### PROBLEM REQUIREMENTS
When you write out the listing below, keep each word exactly as it stands and drop the pictures.

### GIVEN RECORDS

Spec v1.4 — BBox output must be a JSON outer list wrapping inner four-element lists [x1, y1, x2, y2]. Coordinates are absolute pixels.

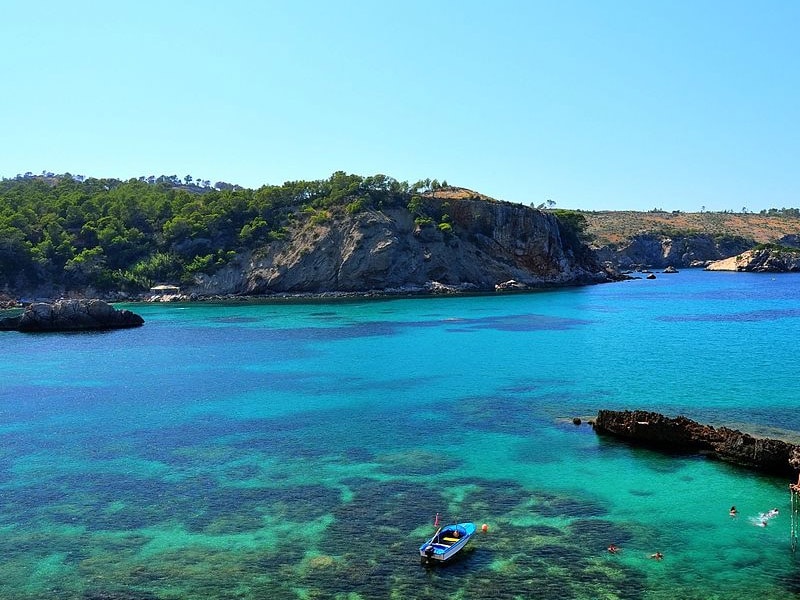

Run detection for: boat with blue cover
[[419, 522, 476, 563]]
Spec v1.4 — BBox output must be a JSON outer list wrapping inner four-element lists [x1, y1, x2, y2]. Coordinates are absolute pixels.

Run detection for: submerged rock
[[0, 299, 144, 332], [594, 409, 799, 476]]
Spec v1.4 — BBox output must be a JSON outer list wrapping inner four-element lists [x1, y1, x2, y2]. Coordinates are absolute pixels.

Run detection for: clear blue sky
[[1, 1, 797, 212]]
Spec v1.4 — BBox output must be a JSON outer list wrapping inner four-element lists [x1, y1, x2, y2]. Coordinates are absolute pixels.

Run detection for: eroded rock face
[[0, 299, 144, 332], [705, 248, 800, 272], [189, 199, 616, 296], [593, 234, 752, 270], [594, 409, 798, 476]]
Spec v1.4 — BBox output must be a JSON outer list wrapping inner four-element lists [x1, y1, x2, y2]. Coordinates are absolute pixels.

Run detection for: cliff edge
[[705, 247, 800, 272], [584, 210, 800, 270], [189, 195, 616, 297]]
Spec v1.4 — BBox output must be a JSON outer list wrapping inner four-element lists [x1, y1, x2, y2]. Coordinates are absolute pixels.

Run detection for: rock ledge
[[0, 299, 144, 332], [594, 409, 800, 476]]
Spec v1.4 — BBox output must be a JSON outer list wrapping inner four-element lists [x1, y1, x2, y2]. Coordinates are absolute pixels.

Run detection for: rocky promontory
[[593, 409, 800, 476], [0, 299, 144, 332], [705, 247, 800, 272], [188, 195, 617, 297]]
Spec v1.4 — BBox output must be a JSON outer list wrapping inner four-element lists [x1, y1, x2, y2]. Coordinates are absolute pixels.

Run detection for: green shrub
[[309, 210, 331, 225], [346, 198, 365, 214]]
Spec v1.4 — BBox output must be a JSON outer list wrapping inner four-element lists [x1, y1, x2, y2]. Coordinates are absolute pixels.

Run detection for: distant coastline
[[3, 173, 800, 303]]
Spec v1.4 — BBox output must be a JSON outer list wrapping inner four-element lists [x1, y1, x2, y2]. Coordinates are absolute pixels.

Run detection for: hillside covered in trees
[[0, 172, 603, 300], [0, 173, 432, 296]]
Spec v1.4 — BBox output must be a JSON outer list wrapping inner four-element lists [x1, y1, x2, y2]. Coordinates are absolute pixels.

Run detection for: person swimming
[[650, 552, 664, 560], [608, 544, 620, 554], [729, 506, 737, 516], [756, 508, 779, 523]]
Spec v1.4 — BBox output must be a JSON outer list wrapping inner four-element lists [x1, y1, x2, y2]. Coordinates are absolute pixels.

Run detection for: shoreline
[[1, 278, 617, 310]]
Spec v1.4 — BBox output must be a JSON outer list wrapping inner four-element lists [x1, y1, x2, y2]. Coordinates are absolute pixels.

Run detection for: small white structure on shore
[[149, 285, 180, 295], [147, 284, 183, 302]]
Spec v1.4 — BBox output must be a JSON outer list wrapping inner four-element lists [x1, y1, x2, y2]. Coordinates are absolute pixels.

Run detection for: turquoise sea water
[[1, 269, 800, 599]]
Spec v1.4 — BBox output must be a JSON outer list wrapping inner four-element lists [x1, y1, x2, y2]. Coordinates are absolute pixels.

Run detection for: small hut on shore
[[149, 285, 180, 296]]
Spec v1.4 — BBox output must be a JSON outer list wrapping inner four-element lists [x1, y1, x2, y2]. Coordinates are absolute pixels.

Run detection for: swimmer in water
[[758, 508, 779, 522], [650, 552, 664, 560], [608, 544, 620, 554], [729, 506, 737, 517], [749, 515, 770, 527]]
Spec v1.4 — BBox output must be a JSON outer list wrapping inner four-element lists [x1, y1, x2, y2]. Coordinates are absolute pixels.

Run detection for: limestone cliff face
[[705, 248, 800, 272], [190, 198, 613, 296], [593, 234, 752, 270]]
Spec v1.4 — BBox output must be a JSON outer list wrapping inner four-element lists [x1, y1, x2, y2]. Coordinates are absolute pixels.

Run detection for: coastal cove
[[1, 269, 799, 599]]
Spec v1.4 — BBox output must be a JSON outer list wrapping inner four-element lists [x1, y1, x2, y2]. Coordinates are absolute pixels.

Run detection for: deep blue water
[[1, 269, 799, 599]]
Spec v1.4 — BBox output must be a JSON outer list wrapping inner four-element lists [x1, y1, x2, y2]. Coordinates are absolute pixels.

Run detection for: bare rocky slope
[[705, 247, 800, 272], [583, 210, 800, 269], [186, 195, 615, 297]]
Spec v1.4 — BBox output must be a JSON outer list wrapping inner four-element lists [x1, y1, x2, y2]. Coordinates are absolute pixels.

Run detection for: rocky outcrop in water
[[0, 299, 144, 332], [593, 409, 799, 476], [190, 197, 617, 296]]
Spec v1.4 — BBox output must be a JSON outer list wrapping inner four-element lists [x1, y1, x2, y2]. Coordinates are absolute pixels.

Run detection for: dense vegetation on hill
[[0, 172, 467, 296]]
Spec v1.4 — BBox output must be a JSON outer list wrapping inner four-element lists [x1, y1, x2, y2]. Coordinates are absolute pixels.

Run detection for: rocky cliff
[[594, 409, 800, 476], [189, 196, 616, 297], [584, 210, 800, 270], [593, 234, 752, 270], [705, 247, 800, 272]]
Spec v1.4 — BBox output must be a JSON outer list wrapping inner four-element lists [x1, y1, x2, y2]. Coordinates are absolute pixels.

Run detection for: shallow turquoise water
[[1, 270, 799, 599]]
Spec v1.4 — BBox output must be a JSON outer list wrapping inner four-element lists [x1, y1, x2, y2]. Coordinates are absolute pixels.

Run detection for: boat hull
[[419, 522, 476, 563]]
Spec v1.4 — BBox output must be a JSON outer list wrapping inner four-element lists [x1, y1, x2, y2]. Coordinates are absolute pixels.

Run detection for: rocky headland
[[0, 299, 144, 332], [593, 409, 800, 477], [705, 246, 800, 272], [176, 195, 618, 298], [1, 183, 622, 303]]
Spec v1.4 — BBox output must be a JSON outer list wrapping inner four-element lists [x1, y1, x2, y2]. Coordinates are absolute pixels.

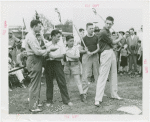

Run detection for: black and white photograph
[[1, 0, 149, 121]]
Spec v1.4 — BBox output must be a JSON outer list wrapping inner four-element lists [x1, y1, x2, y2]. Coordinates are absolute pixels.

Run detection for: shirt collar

### WRITTEN ANSWER
Spec v1.4 — BBox output must be a JSON outer list wrapping inner four-element lists [x1, y1, x2, y2]. Coordinates are absolute pixels.


Run detection for: boat with blue cover
[[419, 522, 476, 563]]
Spec v1.4 — BBox output must be a JSON outer list wrapping inner four-element lists [x1, y1, x2, y2]. Coordinates are absolute pixels.

Run detection for: submerged rock
[[0, 299, 144, 332], [594, 409, 799, 476]]
Spec v1.4 — BBox output must be a JSON outer list wrapping inner four-element lists [x1, y1, x2, y2]. Coordinates are absolute pixels.

Run detection for: clear blue sky
[[1, 1, 797, 212]]
Spec v1.4 — BBox output must be a JSON outer list wrapping inner four-element lists [x1, y1, x2, y2]. Coordinates are absolute pixels.

Run detection for: eroded rock face
[[0, 299, 144, 332], [705, 248, 800, 272], [189, 199, 616, 296], [593, 234, 752, 270], [594, 409, 798, 476]]
Spec v1.4 — BBox output must be a JSON outer list wrapping inner four-element lists [x1, y1, x2, y2]. Coordinates are absolute pixels.

Run detection for: cliff edge
[[705, 247, 800, 272], [584, 210, 800, 270], [189, 195, 616, 297]]
Spec v1.4 — BBox output must be a JSON outer list wrapping inner four-element lists [x1, y1, x2, y2]. Coordinates are absolute pixels.

Run detection for: rock ledge
[[0, 299, 144, 332], [594, 409, 800, 476]]
Spec v1.4 — BBox output must be a JSON outer list wrapping inner four-element lists [x1, y1, x2, y2]. Coordinates are absolute pixels.

Run detection for: rocky promontory
[[593, 409, 800, 476], [0, 299, 144, 332], [705, 247, 800, 272], [188, 195, 617, 297]]
Spec v1.4 — BBox output must be a JSON outer list wrapping inner four-element lists [x1, y1, x2, y2]. Coordinates are absolute pixels.

Run detection for: green shrub
[[309, 210, 331, 225], [346, 198, 365, 214]]
Spec v1.4 — BBox output must be a JSON outer list wrapping inner four-element lists [x1, y1, x2, y2]. Coordinates are absolute pixels.

Run detection for: distant coastline
[[3, 173, 800, 303]]
Spec v1.4 — BBox output must be a JSON outer list wrapping inner four-element lists [x1, y1, x2, y2]. Coordinates are absolute pixels.

Run detection for: hillside covered in trees
[[0, 172, 603, 300], [0, 173, 432, 296]]
Spec v1.4 — BBox output must be a JSON outer list wrapping inner four-element lists [x1, y1, x2, y2]. Coordinates are absolute pixels.

Run detection for: person swimming
[[650, 552, 664, 560], [608, 544, 620, 554], [729, 506, 737, 516], [756, 508, 779, 523]]
Spec v1.4 — BBox output must be a JSON outer list wrapping inner four-element lists [x1, y1, x2, y2]. Coordinates are absolute pixels.

Run detection for: shoreline
[[1, 278, 617, 310]]
Spec v1.4 — BBox output must be a JSON outer list wrapping inner four-element lists [x1, y1, x2, y2]. Coordinates are absolute pixels.

Run detection for: small white structure on shore
[[149, 285, 180, 295], [147, 284, 183, 302]]
Spec v1.4 — BBox output must be a JSON outer list wrapping inner four-element lists [x1, y1, x2, y2]. Coordinates are absolute pixels.

Run detection for: turquoise sea water
[[1, 269, 800, 599]]
Spec v1.4 — BBox output must be a JSON outer list wrapping inner four-element lists [x1, y1, x2, y2]. Coordinates are absolute pixels.

Run detection for: small hut on shore
[[149, 285, 180, 296]]
Spec v1.4 — BBox output must be a JSON outer list wrapping inner four-element lists [x1, y1, x2, y2]. Coordinates are absolute pixels.

Run detection for: swimmer in water
[[758, 508, 779, 522], [650, 552, 664, 560], [608, 544, 620, 554], [729, 506, 737, 517], [749, 515, 770, 527]]
Spec v1.4 — BBox output must be a JSON outer list wrapping inner four-element lists [x1, y1, x2, y2]. Coordinates are absolute pixels.

Run detection for: limestone cliff face
[[705, 248, 800, 272], [190, 198, 613, 296], [593, 234, 752, 270]]
Spec v1.4 — BBox output must be a JSON outer list wrapping inner four-element lists [x1, y1, x2, y2]. Coordinates are absolute pixels.

Run detection for: coastal cove
[[1, 269, 799, 599]]
Spec v1.4 — BBox output must be a JSON outer list wrapping inner four-element lists [x1, y1, x2, y2]. Coordinates are absolute pixels.

Run detection for: deep blue water
[[1, 269, 799, 599]]
Spec v1.4 — BBox output must be a JSON outer list wrapping inner four-element lists [x1, y1, x2, y2]. Coordinates are absolute pixels.

Run detection for: bare rocky slope
[[705, 247, 800, 272], [583, 210, 800, 269], [186, 195, 615, 297]]
Spec v1.4 — BBox output must be a JSON outer list wrapping inner four-element lists [x1, y1, x2, y2]. Coordinates are absolute pixels.

Run detection for: rocky outcrop in water
[[0, 299, 144, 332], [593, 409, 799, 476], [190, 197, 617, 296]]
Spec v1.4 — BBox output must be a JSON outer list wrapping inner four-element lists [x1, y1, x2, y2]. Coordinates are absolute pixels.

Run detection for: dense vegetation on hill
[[0, 172, 467, 296]]
Spec v1.4 — BBox output must be a JSON outer list wrapping inner four-element lists [x1, y1, x2, y2]. Coordinates are absolute pixels.

Run detection for: rocky cliff
[[594, 409, 800, 476], [189, 196, 616, 297], [584, 210, 800, 270], [593, 234, 752, 270], [705, 247, 800, 272]]
Spec v1.4 — BBox output must be a JSON outer list wrapping inner four-element lists [x1, y1, x2, y2]. Coordinates are absolute pixels.

Run detection for: shallow turquoise water
[[1, 270, 799, 599]]
Spec v1.4 — BBox output must be a JSON outer list wrapping inner four-element lists [x1, y1, x2, y2]. Coordinates are absolute pixels.

Run detection for: boat hull
[[419, 522, 476, 563]]
Spec v1.4 — BBox output must be a JSON outer list wrapping inner four-element lists [x1, y1, x2, y2]. Coordinates are absolute pixels.

Run detection for: rocky headland
[[0, 299, 144, 332], [593, 409, 800, 477], [705, 246, 800, 272], [176, 195, 618, 298], [1, 183, 622, 303]]
Spec v1.4 — BBox output must be a JSON outer list wrapping inner four-element lists [x1, y1, x2, y2]. Coordinates are absolute pixels.


Run detection for: black and white photograph
[[1, 0, 149, 121]]
Spec v1.4 — BBox output must be a JSON outer list wrapping inner four-element lists [x1, y1, x2, y2]. Coordinates are absolute pixels.

Run detection for: shirt collar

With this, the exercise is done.